● REQUIRED ACTION 1
Copy the article on the partnership model from "By sarah golding" through "its loyal workforce.", swapping "benchmark" for "yardstick".
● REQUIRED ACTION 2
In the article on the partnership model, who is reported to be considering reducing the share of the business owned by its employees?

● EXTRACT PROVIDED

___

Sarah Golding

Why it's best to be a partnership

With John Lewis Partnership considering diluting its partnership model, the chief executive of The&Partnership argues it is still the best way to achieve successful growth

By sarah golding

The John Lewis Partnership has exalted status in our advertising circles, where its annual heartwarmers have become the benchmark by which all Christmas commercials are judged. But of course it’s not just on TV that John Lewis excels. For as long as I can remember, the brand has been a byword for superior customer service, its partnership model credited with incentivising thoughtful, knowledgeable behaviour from its loyal workforce.

Now JLP’s Chairperson, Dame Sharon White, is reported to be thinking the unthinkable, namely reducing the share of the business owned by its employees, or ‘Partners’, to open up new possibilities for investment. It may be exactly what the business needs - when you’re closing stores and cancelling Partner bonuses, you have to be radical - and arguably it’s JLP’s failure to reinvent over the last few years that has left this venerated retailer looking increasingly precarious. Nevertheless, its partnership culture is so precious, so intrinsic to its proposition, it will be the last thing they want to dilute.

___

● SOURCE MATERIAL

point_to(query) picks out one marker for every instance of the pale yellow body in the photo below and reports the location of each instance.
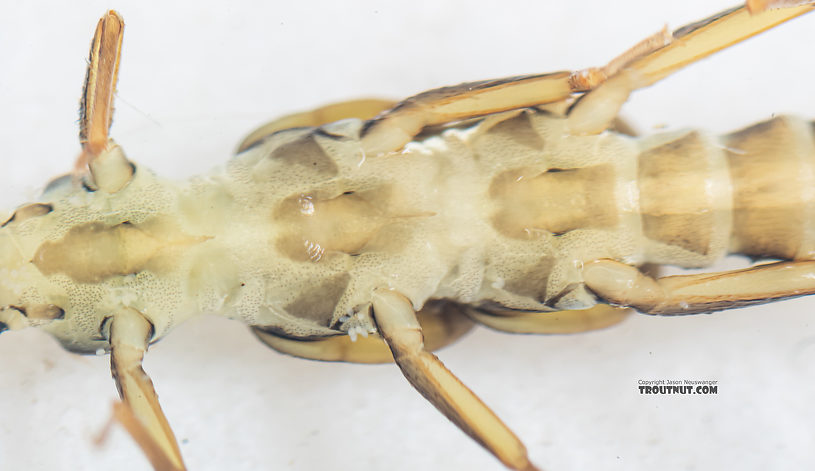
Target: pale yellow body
(532, 225)
(294, 234)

___

● TASK OUTPUT 1
By sarah golding

The John Lewis Partnership has exalted status in our advertising circles, where its annual heartwarmers have become the yardstick by which all Christmas commercials are judged. But of course it’s not just on TV that John Lewis excels. For as long as I can remember, the brand has been a byword for superior customer service, its partnership model credited with incentivising thoughtful, knowledgeable behaviour from its loyal workforce.

● TASK OUTPUT 2
JLP's Chairperson, Dame Sharon White.